Short task 1: In the dialogue, what address does Bosley give for Trans Allied?
Short task 2: List every person's name that appears in the dialogue.
Short task 3: For each statement, say whether it agrees with the dialogue: (a) The bait is fifty thousand dollars. (b) The building at the address looks like a financial holding company. (c) Trans Allied bought the Regis Gallery.

— start of Passage to read —

What are you using for bait?

Fifty thousand dollars.

And the mark puts
up matching funds.

It's an old saw,
but it always works.

Okay.

But why settle for 50,000

when we can make
it a hundred and fifty?

I don't follow.

I've got a hundred thousand.

Are you saying
you want in on this?

Oh, you pick up quick.

Okay, okay. What's the split?

Equal to investment.

I double my hundred
thou, you double your 50.

Oh, wait a minute. I
did all the groundwork.

Yes, but you just
lost your mark.

And I've got one who
can go the whole bundle.

Now.

Well, you certainly don't waste
any strokes, do you, John?

Here's to sticking
it to the suckers.

[CHUCKLES]

My very thought.

JULIE: Bos, are you sure
I've got the right address?

BOSLEY [OVER PHONE]: Trans
Allied, 1930 West 67th Street.

But this doesn't look like a
financial holding company.

It looks like a... Like a
meat packing factory,

which it is.

Well, that's the address
in the phone book.

They're the ones who
bought the Regis Gallery.

Okay. All right.

I'll check it out and get
back to you. Bye-bye.

Who do you wanna see exactly?

The boss. Exactly.

You'll have to give me his name.

You don't know your boss's name?

[CLICKS TONGUE]

The question is
not, "Do I know?"

The question is, "Do you know?"

[, uh, represent a group of
cattlemen from the Midwest

who might be interested in doing

some business with this company.

Well, if you'll give
me the information...

— end of Passage to read —
— start of Recorded data —

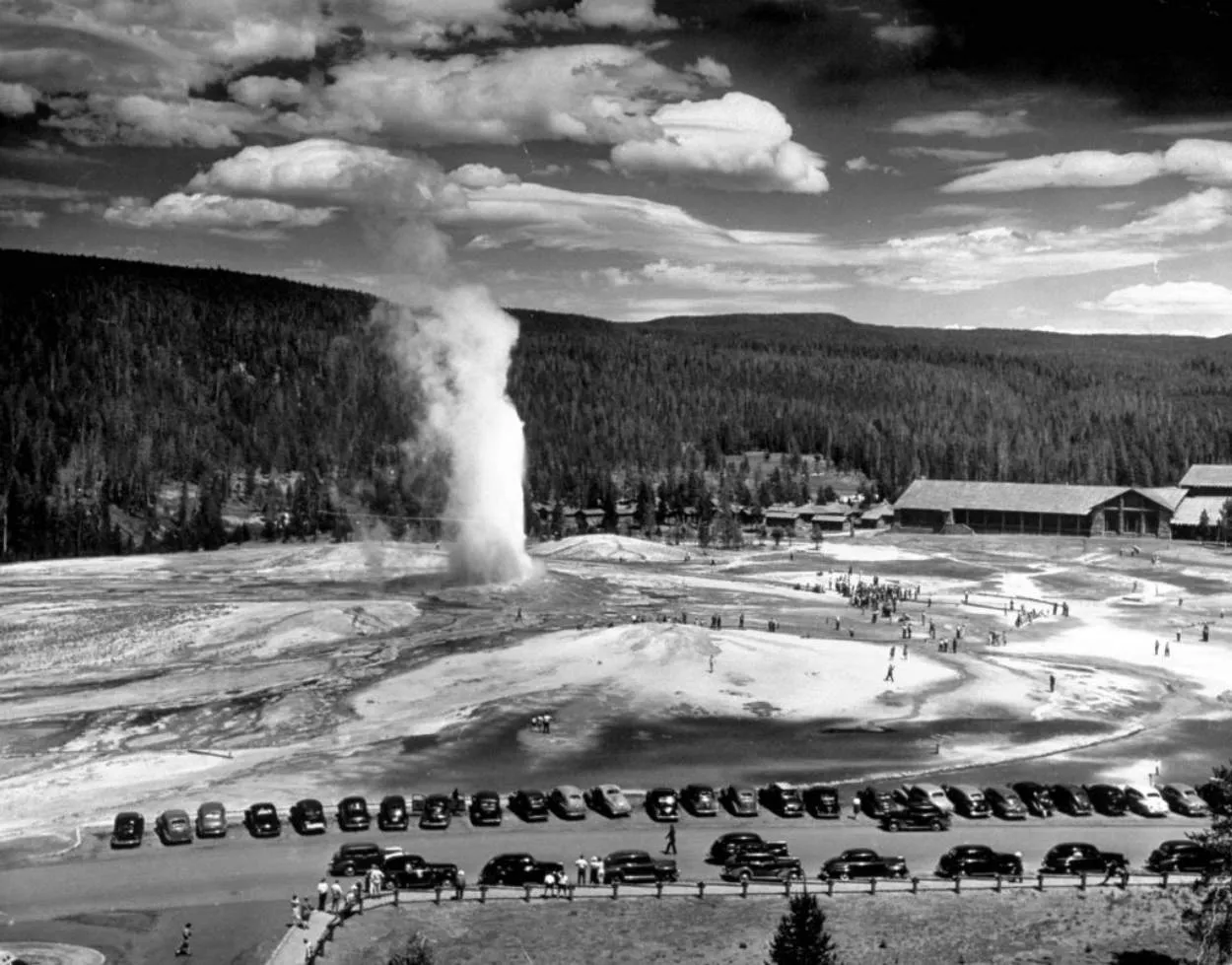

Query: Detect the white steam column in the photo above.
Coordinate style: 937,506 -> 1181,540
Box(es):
377,279 -> 532,583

— end of Recorded data —

Complete response 1: 1930 West 67th Street.

Complete response 2: John, Julie, Bosley (also called Bos)

Complete response 3:
(a) Yes: "Fifty thousand dollars."
(b) No: "But this doesn't look like a financial holding company."
(c) Yes: "They're the ones who bought the Regis Gallery."